══ ИСХОДНЫЙ ТЕКСТ ══

Граф и обер-гофмаршал Рейнгольд-Густав Левенвольде. Вот уж кто, действительно, умел из дворцовых интриг на протяжении долгого времени извлекать для себя практическую пользу.
Особого ума для этого оказалось вовсе не надо — достаточно
привлекательной внешности. Служа при шести правителях России,
Левенвольде благодаря ей сделал головокружительную карьеру. Начав ещё
при Петре I с одного из низших придворных званий — камер-юнкера, к 1730
году уже достиг чина обер-гофмаршала.
Возвышение прибывшего к
русскому двору малознатного остзейца, всё богатство которого тогда
состояло в пышном камзоле да туфлях на высоком красном каблуке, началось
в короткое царствование Екатерины Алексеевны. Вскоре барон уже камергер
и один из галантов стареющей императрицы. После неё Левенвольде
способствует вступлению на престол Анны Иоанновны. За усердие,
проявленное при этом, он пожалован в обергофмаршалы, русские графы и
награжден высшим орденом империи — Андрея Первозванного. При этом ему
также поручено управление всеми соляными доходами Российской империи.
А
при следующей правительнице — Анне Леопольдовне, полным доверием
которой он также пользовался, — Левенвольде занимает ещё более
исключительное положение при русском дворе.
Русский историк
Николай Костомаров сообщает, что именно Левенвольде предупредил свою
покровительницу о заговоре цесаревны Елизаветы Петровны. Но та, на свою
беду и беду своего верного царедворца, не прислушалась…
Точку в
головокружительной карьере Левенвольде поставила «дщерь Петра»,
взошедшая на престол в 1741 году. В ночь переворота в числе других
высших сановников — Остермана, графа Миниха, князя Головкина —
Левенвольде арестован и заточён в Петропавловскую крепость.Вельможа
обвинен в злоупотреблении служебным положением, в том, что советовал
Анне Леопольдовне принять титул императрицы всероссийской, в расточении
суммы, сбиравшейся от казенной продажи соли. Но самое страшное —
старшего дворецкого обвинили в противозаконном отстранении от престола и унижении дочери Петра Великого. Долгое время он, как ответственный за дворцовый этикет, отводил Елизавете неподобающее — в дальнем конце стола — место. Такое оскорбление, и при дворе все это понимали, должно быть смыто только кровью…
Однако
даже в этой, казалось бы, безвыходной ситуации, фортуна улыбнулась
Левенвольде. Елизавета, поклявшаяся, что в ее царствование не произойдет
ни одной казни, смягчила приговор, и «главный по соли» в Российской
империи, лишенный всех чинов, орденов, дворянства и имущества,
был отправлен на «вечное поселение» в Соликамск.Тут
надо отдать должное чувству юмора Елизаветы Петровны: сослать бывшего
управляющего соляными доходами всей России не куда-нибудь, а в столицу
промысла…
А вскоре вслед за Левенвольде в ссылку последовала и его давняя и верная поклонница, страстно влюблённая в него, — петербургская красавица Наталья Лопухина,
статс-дама при дворах Анны Иоанновны и Елизаветы Петровны, к которой
последняя так же,как и к Левенвольде, тёплых чувств не питала.

═══

_ПОСТАВЛЕННАЯ ЗАДАЧА 1_
Сколько строк записей содержат слово «keys» с учётом регистра? Укажите только число.

══ ВЫДЕРЖКА ИЗ ДАННЫХ ══

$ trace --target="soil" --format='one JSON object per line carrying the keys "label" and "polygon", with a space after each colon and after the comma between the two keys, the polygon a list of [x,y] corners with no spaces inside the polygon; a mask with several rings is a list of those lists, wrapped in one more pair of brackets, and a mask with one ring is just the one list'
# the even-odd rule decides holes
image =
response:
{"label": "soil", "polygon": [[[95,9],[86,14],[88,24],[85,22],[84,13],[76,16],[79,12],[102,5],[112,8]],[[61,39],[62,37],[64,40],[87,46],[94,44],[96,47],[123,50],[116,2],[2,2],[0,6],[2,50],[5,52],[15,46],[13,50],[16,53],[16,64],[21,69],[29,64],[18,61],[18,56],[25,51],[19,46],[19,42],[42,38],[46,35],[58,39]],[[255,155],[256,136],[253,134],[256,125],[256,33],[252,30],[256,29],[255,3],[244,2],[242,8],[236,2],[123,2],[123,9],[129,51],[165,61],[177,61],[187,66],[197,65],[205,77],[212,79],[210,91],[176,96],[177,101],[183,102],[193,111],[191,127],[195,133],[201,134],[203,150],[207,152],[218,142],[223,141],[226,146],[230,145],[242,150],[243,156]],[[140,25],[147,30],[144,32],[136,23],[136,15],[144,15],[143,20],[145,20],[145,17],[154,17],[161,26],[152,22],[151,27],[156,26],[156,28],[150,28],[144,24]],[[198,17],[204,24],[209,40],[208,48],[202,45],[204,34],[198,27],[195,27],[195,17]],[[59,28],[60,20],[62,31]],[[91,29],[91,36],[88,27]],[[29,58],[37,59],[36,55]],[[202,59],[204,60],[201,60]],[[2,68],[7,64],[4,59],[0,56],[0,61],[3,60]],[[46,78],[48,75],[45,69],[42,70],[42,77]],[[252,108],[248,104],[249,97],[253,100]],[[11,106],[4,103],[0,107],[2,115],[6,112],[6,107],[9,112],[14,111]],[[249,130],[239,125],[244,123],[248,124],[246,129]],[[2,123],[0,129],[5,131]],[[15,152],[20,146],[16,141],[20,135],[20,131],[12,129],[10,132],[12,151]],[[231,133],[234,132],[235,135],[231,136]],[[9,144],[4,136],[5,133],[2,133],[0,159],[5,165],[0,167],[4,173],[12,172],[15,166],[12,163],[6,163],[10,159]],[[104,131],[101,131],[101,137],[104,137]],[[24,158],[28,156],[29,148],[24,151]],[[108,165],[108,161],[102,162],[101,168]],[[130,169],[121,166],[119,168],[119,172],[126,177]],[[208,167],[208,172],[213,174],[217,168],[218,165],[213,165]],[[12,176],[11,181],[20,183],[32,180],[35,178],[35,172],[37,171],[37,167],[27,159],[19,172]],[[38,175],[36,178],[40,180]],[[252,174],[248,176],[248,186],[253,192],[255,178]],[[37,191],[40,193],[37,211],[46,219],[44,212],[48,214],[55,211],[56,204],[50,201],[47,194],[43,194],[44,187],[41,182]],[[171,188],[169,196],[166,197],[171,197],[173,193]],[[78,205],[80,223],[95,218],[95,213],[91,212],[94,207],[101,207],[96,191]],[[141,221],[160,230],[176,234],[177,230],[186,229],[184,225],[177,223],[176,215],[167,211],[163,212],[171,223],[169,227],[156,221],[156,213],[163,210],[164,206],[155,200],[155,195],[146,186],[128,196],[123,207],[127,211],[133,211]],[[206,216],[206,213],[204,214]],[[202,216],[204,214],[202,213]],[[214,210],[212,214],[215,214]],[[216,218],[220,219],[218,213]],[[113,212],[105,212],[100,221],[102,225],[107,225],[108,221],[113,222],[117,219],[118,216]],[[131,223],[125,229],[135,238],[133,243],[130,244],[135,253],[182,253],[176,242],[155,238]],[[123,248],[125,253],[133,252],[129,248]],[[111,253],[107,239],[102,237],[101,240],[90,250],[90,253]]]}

═══

_ПОСТАВЛЕННАЯ ЗАДАЧА 2_
Ответьте на вопросы по тексту о Левенвольде:
(a) С какого придворного звания Левенвольде начал службу при Петре I?
(b) В каком году Елизавета Петровна взошла на престол?
(c) Куда Левенвольде был отправлен на «вечное поселение»?

_ПОЛНЫЙ ОТВЕТ 1_
1

_ПОЛНЫЙ ОТВЕТ 2_
(a) С камер-юнкера.
(b) В 1741 году.
(c) В Соликамск.